# AIM
Set down every entry word for word. Omit the pictures.

# EXTRACTED ENTRIES
**********
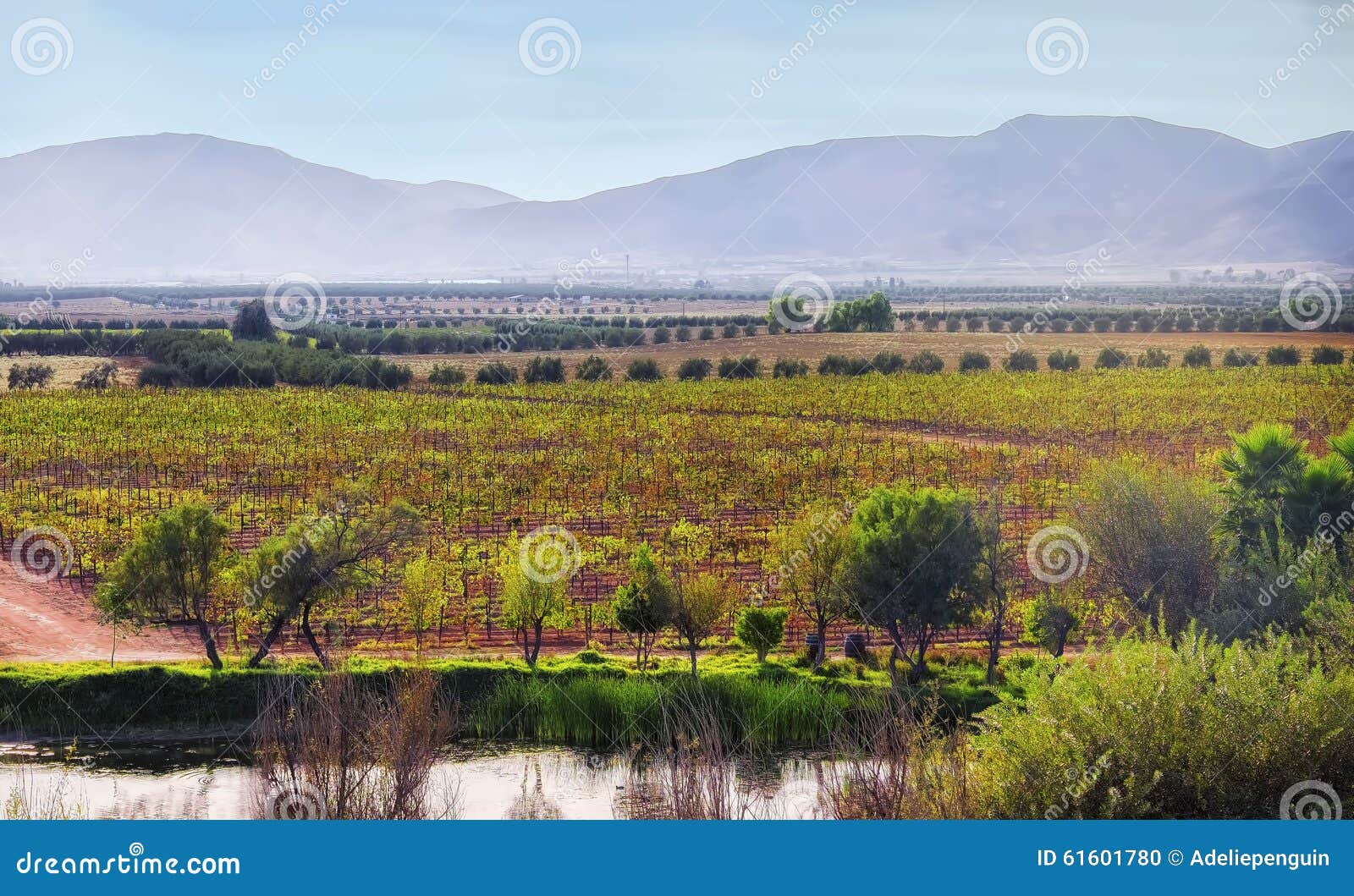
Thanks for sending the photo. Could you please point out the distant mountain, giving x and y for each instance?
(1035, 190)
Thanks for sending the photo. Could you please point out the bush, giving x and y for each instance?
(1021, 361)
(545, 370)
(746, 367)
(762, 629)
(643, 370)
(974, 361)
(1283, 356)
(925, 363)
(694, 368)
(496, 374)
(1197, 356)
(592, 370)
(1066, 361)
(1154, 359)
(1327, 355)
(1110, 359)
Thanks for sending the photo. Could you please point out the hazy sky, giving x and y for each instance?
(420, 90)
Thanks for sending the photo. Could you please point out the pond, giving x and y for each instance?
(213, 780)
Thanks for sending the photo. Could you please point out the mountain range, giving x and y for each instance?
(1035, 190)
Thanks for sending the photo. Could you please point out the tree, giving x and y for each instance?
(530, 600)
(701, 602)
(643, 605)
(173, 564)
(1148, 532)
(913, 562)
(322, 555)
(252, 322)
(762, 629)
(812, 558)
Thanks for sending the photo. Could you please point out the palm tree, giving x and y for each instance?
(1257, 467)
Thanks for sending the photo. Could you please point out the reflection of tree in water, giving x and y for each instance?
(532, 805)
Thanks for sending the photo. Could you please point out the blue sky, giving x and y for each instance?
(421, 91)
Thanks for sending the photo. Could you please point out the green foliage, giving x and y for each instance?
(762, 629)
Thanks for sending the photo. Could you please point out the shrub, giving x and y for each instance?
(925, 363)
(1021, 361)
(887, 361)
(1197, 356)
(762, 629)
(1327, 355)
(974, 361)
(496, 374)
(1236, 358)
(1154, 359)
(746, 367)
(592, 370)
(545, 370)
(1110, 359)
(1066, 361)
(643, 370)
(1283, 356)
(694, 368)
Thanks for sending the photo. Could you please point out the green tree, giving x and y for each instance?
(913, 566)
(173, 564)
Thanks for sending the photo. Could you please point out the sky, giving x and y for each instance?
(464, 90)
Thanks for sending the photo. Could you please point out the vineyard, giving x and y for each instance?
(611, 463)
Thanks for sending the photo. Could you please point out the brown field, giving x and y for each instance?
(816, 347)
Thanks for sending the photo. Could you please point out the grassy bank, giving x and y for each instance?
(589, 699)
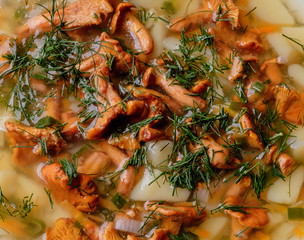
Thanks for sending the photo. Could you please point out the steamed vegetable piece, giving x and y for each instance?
**********
# SOLUTION TO THIS TASK
Thanks for sending the photo. Could you please point out the distant mountain, giving x and y for each instance?
(1035, 190)
Thanks for sending the photo. Could you please point out the bush, giving x and y for each instance?
(1021, 361)
(545, 370)
(746, 367)
(762, 629)
(643, 370)
(974, 361)
(1283, 356)
(925, 363)
(694, 368)
(496, 374)
(1197, 356)
(592, 370)
(1066, 361)
(1154, 359)
(1327, 355)
(1110, 359)
Thanks for sending the photo. Could you please point out the hazy sky, giving x and y for each instance?
(420, 90)
Thanks for sending the photo. Could you please point out the pond, giving x and y for each instance?
(213, 780)
Thanks for sending the photo. Could you please point out the mountain range, giving x and y for each instance?
(1035, 190)
Thanks for sending the photo. Could you please point out the tree, giving x and y for each instance?
(530, 600)
(701, 602)
(643, 605)
(173, 564)
(1148, 532)
(913, 562)
(322, 555)
(252, 322)
(762, 629)
(812, 558)
Thanks for sending the photo. Could you please point out the palm tree, giving x and y for each instance?
(1257, 467)
Thanks for sending the photo. Could you please point out the reflection of tree in water, giving x and y for each instance?
(532, 805)
Thanks for sending the photo. Could you please point out the blue sky, giving x and y for each instance?
(421, 91)
Thanks for sending the photo. Could you please point out the green foliage, giving x and y for each instance?
(762, 629)
Thanks for sending the photo. Could you please point out the shrub, giving x and y for each instance?
(925, 363)
(1021, 361)
(887, 361)
(1197, 356)
(762, 629)
(1327, 355)
(974, 361)
(496, 374)
(1236, 358)
(1154, 359)
(746, 367)
(592, 370)
(545, 370)
(1110, 359)
(1066, 361)
(643, 370)
(1283, 356)
(694, 368)
Thanks for sending the photo. Could you please point out the green tree, giving x and y for each instance?
(913, 566)
(173, 564)
Thanks for sending the photo. Could you please point out the sky, giving x and y for each instance?
(464, 90)
Thanks for sending the photo. Could you please point out the vineyard, giving x and y for each instance?
(611, 463)
Thanks for sending the photo. Could you please point out the brown field, giving x and y for each instance?
(816, 347)
Thanks for sending the photo. Could you please point out the grassy bank, giving x and y for each instance?
(589, 699)
Thanks for sending the photo. Could you please point out the steamed vegetable piece, giving x and y for each instance?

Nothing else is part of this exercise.